Job:
Please resume the opinion letter addressed to Roku, Inc. shown below, starting right after its last sentence.

--- Start of Text ---

EX-5.1 7 d403225dex51.htm EX-5.1 EX-5.1

Exhibit 5.1

 

LOGO

John T. McKenna

+1 650 843 5059

jmckenna@cooley.com

September 18, 2017

Roku, Inc.

150 Winchester Circle

Los Gatos, CA 95032

Ladies and Gentlemen:

We have acted as counsel to Roku, Inc., a Delaware corporation (the “Company”), in connection with the filing by the Company of a Registration Statement (No. 333-220318) on Form S-1 (the “Registration Statement”) with the Securities and Exchange Commission, including a related prospectus filed with the Registration Statement (the “Prospectus”), covering an underwritten public offering of (i) up to 18,018,200 shares of the Company’s Class A common stock, par value $0.0001 (“Shares”), which includes 10,350,000 Shares to be sold by the Company (including up to 1,350,000 Shares that may be sold by the Company upon exercise of an over-allotment option to be granted to the underwriters) (collectively, the “Company Shares”) and (ii) 7,668,200 Shares to be sold by the selling stockholders identified in such Registration Statement (including up to 1,000,200 Shares that may be sold by the selling stockholders upon the exercise of an option to purchase additional Shares to be granted to the underwriters) (collectively, the “Stockholder Shares”).

--- End of Text ---
--- Start of Listed entries ---

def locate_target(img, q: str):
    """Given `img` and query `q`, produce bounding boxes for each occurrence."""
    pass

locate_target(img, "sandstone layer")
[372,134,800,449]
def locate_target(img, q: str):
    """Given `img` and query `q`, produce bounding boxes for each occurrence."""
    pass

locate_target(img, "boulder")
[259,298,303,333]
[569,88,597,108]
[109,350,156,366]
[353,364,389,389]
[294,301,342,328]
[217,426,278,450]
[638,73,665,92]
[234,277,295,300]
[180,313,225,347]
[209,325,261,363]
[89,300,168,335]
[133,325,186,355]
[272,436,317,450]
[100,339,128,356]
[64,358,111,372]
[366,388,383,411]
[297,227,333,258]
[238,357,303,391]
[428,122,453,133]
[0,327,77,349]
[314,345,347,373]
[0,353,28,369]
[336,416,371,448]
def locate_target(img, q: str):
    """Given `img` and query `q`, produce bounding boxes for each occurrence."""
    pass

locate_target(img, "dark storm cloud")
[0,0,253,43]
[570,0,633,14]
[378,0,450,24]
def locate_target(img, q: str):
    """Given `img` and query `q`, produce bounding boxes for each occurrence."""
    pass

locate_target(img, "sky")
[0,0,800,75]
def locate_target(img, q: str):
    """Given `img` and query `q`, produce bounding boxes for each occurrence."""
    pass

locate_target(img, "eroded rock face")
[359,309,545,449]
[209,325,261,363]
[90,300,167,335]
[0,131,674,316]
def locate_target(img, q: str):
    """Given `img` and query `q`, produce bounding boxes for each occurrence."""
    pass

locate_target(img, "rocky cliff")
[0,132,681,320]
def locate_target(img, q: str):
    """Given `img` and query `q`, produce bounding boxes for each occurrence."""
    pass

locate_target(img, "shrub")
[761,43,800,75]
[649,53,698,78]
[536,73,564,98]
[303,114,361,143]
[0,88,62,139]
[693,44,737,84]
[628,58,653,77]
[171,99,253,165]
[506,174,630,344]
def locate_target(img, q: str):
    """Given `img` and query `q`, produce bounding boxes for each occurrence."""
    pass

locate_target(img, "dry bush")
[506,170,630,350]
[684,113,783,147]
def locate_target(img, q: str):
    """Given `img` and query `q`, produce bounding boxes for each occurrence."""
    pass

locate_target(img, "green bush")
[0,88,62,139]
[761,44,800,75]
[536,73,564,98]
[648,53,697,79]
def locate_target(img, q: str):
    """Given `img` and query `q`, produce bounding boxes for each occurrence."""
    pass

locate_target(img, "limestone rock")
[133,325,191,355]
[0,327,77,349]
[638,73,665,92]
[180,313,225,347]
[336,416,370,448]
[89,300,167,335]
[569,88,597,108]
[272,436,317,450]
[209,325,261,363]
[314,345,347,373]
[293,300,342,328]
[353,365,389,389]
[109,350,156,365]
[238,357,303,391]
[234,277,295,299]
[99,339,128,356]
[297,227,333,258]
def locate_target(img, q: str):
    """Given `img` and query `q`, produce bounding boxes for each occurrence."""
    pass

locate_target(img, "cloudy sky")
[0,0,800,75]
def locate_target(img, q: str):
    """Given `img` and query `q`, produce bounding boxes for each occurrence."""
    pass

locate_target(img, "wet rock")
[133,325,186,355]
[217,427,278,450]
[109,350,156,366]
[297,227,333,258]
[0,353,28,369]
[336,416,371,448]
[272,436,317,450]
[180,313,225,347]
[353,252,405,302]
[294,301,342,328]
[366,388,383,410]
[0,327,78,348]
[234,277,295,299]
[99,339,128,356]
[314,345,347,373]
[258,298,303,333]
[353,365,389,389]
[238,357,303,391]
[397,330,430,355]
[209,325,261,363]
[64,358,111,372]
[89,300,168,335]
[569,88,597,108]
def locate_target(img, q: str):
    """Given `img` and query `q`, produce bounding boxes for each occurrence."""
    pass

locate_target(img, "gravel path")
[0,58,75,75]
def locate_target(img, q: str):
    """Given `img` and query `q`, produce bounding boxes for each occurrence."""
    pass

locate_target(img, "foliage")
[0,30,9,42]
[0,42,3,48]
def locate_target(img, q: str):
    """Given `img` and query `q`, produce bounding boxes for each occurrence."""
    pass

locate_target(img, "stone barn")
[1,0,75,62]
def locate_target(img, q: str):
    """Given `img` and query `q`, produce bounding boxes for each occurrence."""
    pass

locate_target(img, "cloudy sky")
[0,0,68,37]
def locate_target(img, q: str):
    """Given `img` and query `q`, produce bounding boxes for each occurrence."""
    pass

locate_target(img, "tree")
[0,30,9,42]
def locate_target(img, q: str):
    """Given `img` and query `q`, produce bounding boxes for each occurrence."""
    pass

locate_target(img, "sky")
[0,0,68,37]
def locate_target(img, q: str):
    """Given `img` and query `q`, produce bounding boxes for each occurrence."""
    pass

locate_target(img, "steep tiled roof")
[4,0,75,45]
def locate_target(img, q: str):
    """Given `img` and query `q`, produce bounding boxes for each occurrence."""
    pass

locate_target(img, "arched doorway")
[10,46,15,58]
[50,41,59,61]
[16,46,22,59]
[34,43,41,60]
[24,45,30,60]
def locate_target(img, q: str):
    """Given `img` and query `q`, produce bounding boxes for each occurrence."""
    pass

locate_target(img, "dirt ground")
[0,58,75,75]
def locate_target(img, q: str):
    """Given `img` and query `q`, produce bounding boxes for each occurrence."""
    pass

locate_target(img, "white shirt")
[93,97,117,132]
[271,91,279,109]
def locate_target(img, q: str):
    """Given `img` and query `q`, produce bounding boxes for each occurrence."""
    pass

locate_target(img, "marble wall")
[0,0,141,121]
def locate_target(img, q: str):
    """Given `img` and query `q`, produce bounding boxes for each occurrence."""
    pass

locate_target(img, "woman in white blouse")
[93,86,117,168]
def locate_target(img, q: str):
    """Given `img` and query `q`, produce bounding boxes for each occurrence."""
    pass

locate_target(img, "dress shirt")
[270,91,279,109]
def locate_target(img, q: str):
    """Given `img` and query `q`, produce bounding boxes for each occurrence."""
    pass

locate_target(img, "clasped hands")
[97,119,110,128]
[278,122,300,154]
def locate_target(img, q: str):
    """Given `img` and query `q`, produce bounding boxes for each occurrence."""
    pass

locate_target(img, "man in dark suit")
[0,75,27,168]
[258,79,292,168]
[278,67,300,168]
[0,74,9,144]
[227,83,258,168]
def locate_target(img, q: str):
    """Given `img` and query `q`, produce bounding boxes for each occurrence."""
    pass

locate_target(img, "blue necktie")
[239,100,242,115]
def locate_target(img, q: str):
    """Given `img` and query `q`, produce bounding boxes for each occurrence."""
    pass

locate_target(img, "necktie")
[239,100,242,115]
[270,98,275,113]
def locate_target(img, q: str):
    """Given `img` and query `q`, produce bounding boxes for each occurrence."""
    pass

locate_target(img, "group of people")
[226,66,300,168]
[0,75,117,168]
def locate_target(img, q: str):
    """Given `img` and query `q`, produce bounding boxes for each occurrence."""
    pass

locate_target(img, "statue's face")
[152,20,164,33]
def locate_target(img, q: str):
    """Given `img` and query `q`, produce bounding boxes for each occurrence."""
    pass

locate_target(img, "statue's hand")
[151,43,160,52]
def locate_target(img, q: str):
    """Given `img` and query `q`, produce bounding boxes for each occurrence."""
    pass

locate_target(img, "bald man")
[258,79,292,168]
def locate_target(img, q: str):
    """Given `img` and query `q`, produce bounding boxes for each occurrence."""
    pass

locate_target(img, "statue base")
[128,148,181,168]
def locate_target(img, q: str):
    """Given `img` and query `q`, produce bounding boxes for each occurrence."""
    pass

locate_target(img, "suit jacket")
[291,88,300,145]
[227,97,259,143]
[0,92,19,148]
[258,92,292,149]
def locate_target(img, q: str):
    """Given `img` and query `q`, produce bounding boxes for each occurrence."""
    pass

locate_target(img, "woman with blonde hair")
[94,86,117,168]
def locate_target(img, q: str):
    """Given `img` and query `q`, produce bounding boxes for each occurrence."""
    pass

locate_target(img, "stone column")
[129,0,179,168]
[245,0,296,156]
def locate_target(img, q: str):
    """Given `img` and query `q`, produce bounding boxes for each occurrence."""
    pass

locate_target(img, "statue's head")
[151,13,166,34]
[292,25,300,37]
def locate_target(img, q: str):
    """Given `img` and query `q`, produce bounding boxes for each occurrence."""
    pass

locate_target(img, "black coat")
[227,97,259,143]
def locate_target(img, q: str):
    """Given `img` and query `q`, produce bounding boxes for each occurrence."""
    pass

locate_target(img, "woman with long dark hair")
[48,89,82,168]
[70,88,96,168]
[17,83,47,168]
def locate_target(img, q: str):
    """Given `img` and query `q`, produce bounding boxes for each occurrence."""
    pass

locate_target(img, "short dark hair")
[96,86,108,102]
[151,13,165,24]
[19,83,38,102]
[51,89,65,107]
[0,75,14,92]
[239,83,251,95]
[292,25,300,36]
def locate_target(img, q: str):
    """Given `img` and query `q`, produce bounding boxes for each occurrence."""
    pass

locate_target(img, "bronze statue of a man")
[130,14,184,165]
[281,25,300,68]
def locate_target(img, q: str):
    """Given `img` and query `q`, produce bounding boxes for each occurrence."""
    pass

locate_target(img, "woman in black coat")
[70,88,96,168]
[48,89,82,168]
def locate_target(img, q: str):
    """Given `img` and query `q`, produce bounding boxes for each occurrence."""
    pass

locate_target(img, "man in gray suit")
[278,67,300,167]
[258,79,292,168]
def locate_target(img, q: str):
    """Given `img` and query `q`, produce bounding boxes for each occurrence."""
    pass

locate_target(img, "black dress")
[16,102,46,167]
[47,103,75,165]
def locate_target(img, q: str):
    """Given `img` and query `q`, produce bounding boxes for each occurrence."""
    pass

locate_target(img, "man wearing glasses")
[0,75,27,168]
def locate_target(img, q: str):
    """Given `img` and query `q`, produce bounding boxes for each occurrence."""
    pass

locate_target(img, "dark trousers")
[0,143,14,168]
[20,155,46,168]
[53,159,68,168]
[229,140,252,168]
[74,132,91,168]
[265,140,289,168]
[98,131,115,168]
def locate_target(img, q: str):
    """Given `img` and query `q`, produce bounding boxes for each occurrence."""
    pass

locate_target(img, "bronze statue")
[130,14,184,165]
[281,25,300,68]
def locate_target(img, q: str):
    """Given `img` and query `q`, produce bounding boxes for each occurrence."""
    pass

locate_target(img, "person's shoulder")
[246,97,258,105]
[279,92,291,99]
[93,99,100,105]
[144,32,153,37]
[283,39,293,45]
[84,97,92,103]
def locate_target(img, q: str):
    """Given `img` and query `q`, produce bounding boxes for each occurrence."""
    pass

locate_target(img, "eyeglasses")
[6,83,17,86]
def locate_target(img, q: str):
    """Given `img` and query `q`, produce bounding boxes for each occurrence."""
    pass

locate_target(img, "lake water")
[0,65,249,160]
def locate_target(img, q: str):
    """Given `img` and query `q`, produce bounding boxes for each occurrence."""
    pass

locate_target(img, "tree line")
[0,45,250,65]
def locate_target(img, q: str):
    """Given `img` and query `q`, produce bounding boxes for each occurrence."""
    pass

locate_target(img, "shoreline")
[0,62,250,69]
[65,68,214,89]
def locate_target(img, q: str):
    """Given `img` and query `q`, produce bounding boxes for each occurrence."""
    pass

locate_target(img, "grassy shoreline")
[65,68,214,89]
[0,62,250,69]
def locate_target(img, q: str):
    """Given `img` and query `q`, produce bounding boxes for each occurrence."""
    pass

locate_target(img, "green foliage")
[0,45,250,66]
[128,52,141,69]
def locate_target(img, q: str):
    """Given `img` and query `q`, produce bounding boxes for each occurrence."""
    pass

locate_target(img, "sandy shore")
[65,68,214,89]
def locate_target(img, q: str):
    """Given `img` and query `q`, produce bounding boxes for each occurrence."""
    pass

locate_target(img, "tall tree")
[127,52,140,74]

--- End of Listed entries ---

Answer to this problem:
In connection with this opinion, we have (i) examined and relied upon (a) the Registration Statement and Prospectus, (b) the Company’s Amended and Restated Certificate of Incorporation and Amended and Restated Bylaws, as currently in effect as of the date hereof and (c) the originals or copies certified to our satisfaction of such records, documents, certificates, memoranda and other instruments as in our judgment are necessary or appropriate to enable us to render the opinion expressed below and (ii) assumed that the Company Shares will be sold at a price and on terms authorized by the Board of Directors of the Company, or the Pricing Committee thereof, in accordance with Section 153 of the General Corporation Law of the State of Delaware (the “DGCL”) and that the Stockholder Shares have been issued upon the conversion of shares of the Company’s Class B common stock, par value $0.0001, which will be issued upon the conversion of outstanding shares of the Company’s preferred stock, par value $0.0001 immediately prior to the closing of this public offering.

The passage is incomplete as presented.